— Start Document passage —
The secret is to look to your priorities to show you which idea to work on next. Which, of course, is fairly obvious and sounds like a great idea, but can be hard to carry out in practice. So instead of just telling you that and leaving you hanging, I’m going to show you a process for figuring out what, exactly, your priorities are right now, and how that fits in with the ideas running around in your head.

You’ll need a sheet of paper. And a pen. (Or you can go ahead and download + print out the worksheet I made for you, before you get started. Though I suppose you’d still need paper and a pen.)

Write down all of your current ideas that you’re having trouble choosing between. You don’t have to write down the idea in intricate detail, but enough so that upon referring back to this, you’ll know exactly which idea you were speaking of. After you write down all of your ideas, go back through, and for each idea write down two things:

  • What you’ll get from working on the idea and bringing it to fruition. Money? Pride? Fun? Respect? Two or three of these? Whatever it is, write it down.
  • An approximate estimate for how long it will take you to complete this idea. Be realistic, but try not to give yourself too much wiggle room. Think about your current and upcoming commitments, how much free time and energy they’ll leave you, and how flexible they are.

After you finish that, set it aside.

We’re going to zoom out now. Think about what you want to be doing, how you want to feel, and what you want to have in the next one, three, and six months. (Otherwise known as your goals – but thinking of it in these terms can bring things into super-clear focus.) Write this down, in detail.
— End Document passage —
— Start Information supplied —
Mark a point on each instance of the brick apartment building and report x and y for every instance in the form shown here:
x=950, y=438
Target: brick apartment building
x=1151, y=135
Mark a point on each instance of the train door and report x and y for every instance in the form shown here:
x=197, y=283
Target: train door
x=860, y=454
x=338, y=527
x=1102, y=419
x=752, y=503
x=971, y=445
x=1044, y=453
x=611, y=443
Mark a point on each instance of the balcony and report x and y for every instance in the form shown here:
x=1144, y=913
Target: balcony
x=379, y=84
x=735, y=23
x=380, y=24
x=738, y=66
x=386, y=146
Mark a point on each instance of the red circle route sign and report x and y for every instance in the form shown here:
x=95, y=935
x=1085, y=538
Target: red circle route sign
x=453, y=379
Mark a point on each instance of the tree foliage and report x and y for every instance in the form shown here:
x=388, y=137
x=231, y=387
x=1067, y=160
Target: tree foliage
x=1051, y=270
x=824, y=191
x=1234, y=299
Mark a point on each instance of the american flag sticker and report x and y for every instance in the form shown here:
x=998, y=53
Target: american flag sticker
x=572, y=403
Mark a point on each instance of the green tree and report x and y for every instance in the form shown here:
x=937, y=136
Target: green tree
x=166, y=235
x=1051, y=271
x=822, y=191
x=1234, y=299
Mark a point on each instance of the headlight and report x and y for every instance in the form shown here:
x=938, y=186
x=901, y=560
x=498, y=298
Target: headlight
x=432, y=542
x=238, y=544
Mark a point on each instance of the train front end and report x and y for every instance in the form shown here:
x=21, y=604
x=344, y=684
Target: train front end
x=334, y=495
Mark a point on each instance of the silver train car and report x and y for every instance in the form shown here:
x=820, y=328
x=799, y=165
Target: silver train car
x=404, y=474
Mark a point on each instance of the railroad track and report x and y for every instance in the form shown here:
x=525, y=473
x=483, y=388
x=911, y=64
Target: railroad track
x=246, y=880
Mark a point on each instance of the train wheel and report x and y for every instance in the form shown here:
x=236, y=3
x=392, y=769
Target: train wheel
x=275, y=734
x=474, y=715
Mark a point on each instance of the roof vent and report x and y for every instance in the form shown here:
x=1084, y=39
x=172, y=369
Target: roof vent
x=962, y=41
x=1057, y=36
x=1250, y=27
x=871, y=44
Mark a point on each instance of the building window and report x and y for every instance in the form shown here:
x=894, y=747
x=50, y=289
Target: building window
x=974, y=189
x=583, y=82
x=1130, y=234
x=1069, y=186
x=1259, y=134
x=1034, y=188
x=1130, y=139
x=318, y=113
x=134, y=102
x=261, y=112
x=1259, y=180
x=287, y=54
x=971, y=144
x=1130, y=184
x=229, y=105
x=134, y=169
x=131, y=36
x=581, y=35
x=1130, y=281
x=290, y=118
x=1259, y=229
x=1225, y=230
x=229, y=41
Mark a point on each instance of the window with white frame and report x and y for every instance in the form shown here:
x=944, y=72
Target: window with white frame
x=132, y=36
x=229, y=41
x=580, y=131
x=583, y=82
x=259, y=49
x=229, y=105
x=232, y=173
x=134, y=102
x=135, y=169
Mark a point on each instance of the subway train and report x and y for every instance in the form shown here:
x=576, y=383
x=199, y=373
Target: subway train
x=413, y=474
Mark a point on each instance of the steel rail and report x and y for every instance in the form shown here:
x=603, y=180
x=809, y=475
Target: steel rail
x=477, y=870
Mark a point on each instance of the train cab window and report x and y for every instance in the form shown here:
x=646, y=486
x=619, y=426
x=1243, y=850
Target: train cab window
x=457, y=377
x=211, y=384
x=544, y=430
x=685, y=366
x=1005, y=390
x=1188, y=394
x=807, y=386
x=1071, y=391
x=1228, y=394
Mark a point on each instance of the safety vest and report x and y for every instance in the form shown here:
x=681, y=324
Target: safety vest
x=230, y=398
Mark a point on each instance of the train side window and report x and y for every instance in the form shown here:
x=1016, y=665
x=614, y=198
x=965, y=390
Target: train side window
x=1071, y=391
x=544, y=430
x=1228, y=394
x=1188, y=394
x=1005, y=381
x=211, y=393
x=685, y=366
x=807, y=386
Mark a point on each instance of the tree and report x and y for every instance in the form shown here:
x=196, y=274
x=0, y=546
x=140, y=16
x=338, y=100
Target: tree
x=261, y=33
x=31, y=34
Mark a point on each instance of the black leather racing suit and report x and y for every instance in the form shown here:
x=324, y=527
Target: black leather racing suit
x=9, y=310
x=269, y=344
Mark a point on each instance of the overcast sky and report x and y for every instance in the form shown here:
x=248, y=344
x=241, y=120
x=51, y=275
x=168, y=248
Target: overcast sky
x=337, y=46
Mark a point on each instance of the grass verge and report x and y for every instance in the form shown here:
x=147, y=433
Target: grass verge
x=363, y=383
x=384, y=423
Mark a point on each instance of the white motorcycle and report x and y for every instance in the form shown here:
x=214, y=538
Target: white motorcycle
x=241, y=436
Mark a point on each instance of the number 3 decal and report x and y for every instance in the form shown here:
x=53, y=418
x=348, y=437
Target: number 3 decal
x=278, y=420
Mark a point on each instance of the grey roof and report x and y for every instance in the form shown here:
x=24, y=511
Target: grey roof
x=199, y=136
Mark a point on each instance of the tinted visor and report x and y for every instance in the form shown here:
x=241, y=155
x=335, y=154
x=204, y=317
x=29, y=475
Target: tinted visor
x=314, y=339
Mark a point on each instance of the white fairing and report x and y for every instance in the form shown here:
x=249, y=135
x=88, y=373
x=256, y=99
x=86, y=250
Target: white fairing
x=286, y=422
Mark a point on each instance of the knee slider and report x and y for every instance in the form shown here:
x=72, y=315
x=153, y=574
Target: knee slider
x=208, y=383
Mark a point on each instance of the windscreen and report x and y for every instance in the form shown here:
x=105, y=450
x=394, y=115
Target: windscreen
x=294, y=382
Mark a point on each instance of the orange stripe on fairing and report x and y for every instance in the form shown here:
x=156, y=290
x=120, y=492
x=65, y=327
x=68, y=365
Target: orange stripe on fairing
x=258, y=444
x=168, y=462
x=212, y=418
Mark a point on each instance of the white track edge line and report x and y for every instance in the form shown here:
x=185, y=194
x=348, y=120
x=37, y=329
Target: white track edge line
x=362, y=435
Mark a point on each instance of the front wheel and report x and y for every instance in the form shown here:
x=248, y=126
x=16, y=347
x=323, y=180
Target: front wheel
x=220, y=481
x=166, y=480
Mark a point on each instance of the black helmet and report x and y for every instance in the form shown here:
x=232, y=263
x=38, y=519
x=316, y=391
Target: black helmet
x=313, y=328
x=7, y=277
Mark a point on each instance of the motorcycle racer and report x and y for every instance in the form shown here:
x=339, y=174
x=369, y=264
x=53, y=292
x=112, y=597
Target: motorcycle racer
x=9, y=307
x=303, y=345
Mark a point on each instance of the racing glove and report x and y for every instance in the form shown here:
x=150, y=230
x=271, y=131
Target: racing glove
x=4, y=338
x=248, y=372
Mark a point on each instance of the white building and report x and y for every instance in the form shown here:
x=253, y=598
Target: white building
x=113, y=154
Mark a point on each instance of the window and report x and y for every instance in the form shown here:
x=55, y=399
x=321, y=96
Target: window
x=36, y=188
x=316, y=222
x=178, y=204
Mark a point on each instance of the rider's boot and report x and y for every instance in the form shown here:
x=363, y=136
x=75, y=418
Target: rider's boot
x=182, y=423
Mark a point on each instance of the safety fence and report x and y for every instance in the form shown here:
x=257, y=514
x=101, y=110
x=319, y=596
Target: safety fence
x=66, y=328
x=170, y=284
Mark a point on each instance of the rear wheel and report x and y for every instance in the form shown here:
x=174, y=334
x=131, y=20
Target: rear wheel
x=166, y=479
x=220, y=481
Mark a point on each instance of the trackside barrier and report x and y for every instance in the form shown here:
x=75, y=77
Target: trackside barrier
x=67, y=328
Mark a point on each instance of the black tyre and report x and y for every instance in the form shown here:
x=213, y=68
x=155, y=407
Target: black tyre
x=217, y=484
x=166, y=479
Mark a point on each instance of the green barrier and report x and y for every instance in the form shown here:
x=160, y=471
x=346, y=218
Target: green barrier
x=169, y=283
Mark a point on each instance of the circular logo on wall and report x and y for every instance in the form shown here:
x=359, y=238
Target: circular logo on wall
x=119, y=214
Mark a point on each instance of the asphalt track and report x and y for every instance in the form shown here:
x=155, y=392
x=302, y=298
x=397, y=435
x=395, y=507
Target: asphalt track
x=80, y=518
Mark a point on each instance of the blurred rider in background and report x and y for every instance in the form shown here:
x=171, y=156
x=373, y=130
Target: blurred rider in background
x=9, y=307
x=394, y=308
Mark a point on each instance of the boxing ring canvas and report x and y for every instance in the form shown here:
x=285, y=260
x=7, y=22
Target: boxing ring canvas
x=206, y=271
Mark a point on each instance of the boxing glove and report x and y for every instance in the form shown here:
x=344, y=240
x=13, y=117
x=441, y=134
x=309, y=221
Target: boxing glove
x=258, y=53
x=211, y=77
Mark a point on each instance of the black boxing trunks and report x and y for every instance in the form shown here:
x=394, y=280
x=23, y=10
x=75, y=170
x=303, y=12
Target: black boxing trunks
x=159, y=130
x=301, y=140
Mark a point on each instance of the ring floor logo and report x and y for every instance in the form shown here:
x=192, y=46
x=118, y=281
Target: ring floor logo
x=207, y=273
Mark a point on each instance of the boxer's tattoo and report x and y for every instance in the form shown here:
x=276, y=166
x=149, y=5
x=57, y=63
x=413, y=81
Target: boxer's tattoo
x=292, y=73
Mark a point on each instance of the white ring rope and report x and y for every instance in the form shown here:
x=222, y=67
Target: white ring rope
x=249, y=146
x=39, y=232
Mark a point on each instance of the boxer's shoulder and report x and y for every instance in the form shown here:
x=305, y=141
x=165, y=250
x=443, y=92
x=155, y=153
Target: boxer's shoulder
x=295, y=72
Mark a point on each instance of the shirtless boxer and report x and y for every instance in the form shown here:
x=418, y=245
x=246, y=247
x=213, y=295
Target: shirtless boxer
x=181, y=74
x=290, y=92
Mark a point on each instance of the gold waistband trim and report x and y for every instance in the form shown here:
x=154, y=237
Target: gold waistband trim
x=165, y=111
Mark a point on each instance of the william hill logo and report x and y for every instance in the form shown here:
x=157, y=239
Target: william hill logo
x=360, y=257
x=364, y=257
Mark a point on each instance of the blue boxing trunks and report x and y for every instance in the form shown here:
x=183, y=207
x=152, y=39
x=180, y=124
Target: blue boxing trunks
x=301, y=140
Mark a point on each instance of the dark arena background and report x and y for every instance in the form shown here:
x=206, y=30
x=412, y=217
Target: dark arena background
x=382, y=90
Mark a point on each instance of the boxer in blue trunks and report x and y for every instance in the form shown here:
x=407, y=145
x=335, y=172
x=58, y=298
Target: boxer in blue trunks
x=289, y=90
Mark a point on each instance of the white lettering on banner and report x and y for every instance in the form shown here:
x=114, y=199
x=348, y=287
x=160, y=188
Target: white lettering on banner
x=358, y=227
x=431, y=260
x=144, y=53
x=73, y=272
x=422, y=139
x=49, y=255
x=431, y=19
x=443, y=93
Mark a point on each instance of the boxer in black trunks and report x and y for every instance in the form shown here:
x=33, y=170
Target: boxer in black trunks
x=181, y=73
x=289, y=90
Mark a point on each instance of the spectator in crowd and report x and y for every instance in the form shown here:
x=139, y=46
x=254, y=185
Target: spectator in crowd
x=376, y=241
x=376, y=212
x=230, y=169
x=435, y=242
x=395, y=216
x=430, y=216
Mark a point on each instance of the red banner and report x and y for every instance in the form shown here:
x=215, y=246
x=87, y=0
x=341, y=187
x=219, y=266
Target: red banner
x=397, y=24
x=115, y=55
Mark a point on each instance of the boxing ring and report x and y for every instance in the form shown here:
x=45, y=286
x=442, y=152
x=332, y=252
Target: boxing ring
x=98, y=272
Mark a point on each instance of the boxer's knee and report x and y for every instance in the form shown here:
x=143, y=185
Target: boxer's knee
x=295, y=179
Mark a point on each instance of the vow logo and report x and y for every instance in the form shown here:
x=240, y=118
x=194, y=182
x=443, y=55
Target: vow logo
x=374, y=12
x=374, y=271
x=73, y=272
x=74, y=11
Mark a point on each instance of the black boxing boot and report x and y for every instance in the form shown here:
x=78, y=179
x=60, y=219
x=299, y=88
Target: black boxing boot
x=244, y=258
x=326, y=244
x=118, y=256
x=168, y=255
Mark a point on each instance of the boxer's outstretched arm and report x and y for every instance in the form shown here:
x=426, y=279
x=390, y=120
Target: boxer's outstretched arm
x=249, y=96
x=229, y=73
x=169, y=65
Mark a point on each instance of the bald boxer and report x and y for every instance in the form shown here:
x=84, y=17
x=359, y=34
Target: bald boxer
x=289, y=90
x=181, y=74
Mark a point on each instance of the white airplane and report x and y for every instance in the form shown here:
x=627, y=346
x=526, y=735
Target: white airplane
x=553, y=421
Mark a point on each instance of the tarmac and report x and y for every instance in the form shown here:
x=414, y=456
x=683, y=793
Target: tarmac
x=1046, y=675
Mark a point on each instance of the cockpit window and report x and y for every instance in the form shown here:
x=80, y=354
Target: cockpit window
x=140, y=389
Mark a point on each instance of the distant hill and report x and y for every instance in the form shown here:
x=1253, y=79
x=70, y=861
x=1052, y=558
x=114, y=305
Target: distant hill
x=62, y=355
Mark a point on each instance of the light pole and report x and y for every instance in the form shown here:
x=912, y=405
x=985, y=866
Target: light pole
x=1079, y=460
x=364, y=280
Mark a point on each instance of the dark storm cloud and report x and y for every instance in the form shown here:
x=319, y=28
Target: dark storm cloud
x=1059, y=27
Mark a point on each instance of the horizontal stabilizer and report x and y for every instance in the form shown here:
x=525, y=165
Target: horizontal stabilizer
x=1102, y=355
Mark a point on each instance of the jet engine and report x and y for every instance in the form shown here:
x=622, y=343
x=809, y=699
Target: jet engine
— End Information supplied —
__To be done__.
**a.** Reproduce verbatim the part of the records that opens with the line containing "Mark a point on each instance of the train front" and closes with the line containing "x=135, y=169", including both of those lines.
**b.** Continue the passage on using priorities to choose which idea to work on next, starting right after its last sentence.
The text and the records come from unrelated sources.

__Results of the tasks__.
**a.**
Mark a point on each instance of the train front end and report x and y for every instance in the form shown here:
x=21, y=604
x=344, y=684
Target: train front end
x=334, y=495
Mark a point on each instance of the silver train car and report x and y for every instance in the form shown here:
x=820, y=328
x=799, y=165
Target: silver train car
x=404, y=474
Mark a point on each instance of the railroad track and report x and y for every instance in the form shown here:
x=525, y=473
x=483, y=388
x=911, y=64
Target: railroad track
x=246, y=880
Mark a point on each instance of the train wheel and report x and y for every instance in the form shown here:
x=236, y=3
x=392, y=769
Target: train wheel
x=275, y=734
x=474, y=715
Mark a point on each instance of the roof vent and report x and y for every instance in the form shown here:
x=1084, y=39
x=172, y=369
Target: roof vent
x=962, y=41
x=1057, y=36
x=1250, y=27
x=871, y=44
Mark a point on each instance of the building window and report x and y for every instance in the form shown here:
x=894, y=747
x=50, y=289
Target: building window
x=974, y=189
x=583, y=82
x=1130, y=234
x=1069, y=186
x=1259, y=134
x=1034, y=188
x=1130, y=139
x=318, y=113
x=134, y=102
x=261, y=112
x=1259, y=180
x=287, y=54
x=971, y=144
x=1130, y=184
x=229, y=105
x=134, y=169
x=131, y=36
x=581, y=35
x=1130, y=281
x=290, y=118
x=1259, y=229
x=1225, y=230
x=229, y=41
Mark a point on each instance of the window with white frame and report x and y for every instance in the form shown here:
x=944, y=72
Target: window with white frame
x=132, y=36
x=229, y=41
x=580, y=131
x=583, y=82
x=259, y=49
x=229, y=105
x=232, y=173
x=134, y=102
x=135, y=169

**b.**
Look at what you wrote down, and pick out the common threads – usually there will be two or three. These are your top priorities for the next several months. Now, keeping these priorities in mind, skim back over your answers for what you’ll get from working on each idea. And then figure out which idea matches best with your current priorities – and can be completed within the next 1-6 months. If there’s more than one idea that suits the requirements, choose the one that you’re most excited about, or that you can finish first – this’ll build momentum that can transfer over into working on your other ideas.

In the meantime, you need to do something with the ideas that you aren’t working on at the moment.

Part of the reason we can have such an inordinately hard time choosing one idea to work on is that we feel that by doing so, we’re abandoning the other ideas. If you do something that ensures you can come back to those other ideas later, you’re a lot more likely to be able to commit to working on this one idea for now. The best way to do this is to just take your descriptions of the ideas that you’ve already written and store them somewhere – whether online or off. They can be the start of your idea garden, and you can add new ideas as you come up with them.

If you’d like a handy-dandy worksheet to walk you through this process, then you’re in luck – I made one just for you. Download it here.

The care and keeping of ideas, part two

Have you been letting your idea simmer? Ready to really dig into it now? Good, ’cause that’s what we’re doing today!

Once your time is up for the simmering state, it’s time to move on to something else. Even if you’re still not clear on all of the details of the idea, you need to start working with it, because once you actually start playing with the idea as a whole, the details will (eventually) emerge.

To start getting to those details, set a timer (yes, again!). On your phone or of the kitchen sort, it doesn’t matter. Five to ten minutes is good. And for those five to ten minutes, write about the idea. Try not to stop, even if it means you just write gibberish for a few seconds. Write about where the idea came from, what you want to do with it, how you feel when you think about it. Write about what it will mean to people who experience the idea once you finish it, if that’s applicable. Write about how you’re going to work on it. Write whatever tickles your fancy, as long as it’s related to this idea.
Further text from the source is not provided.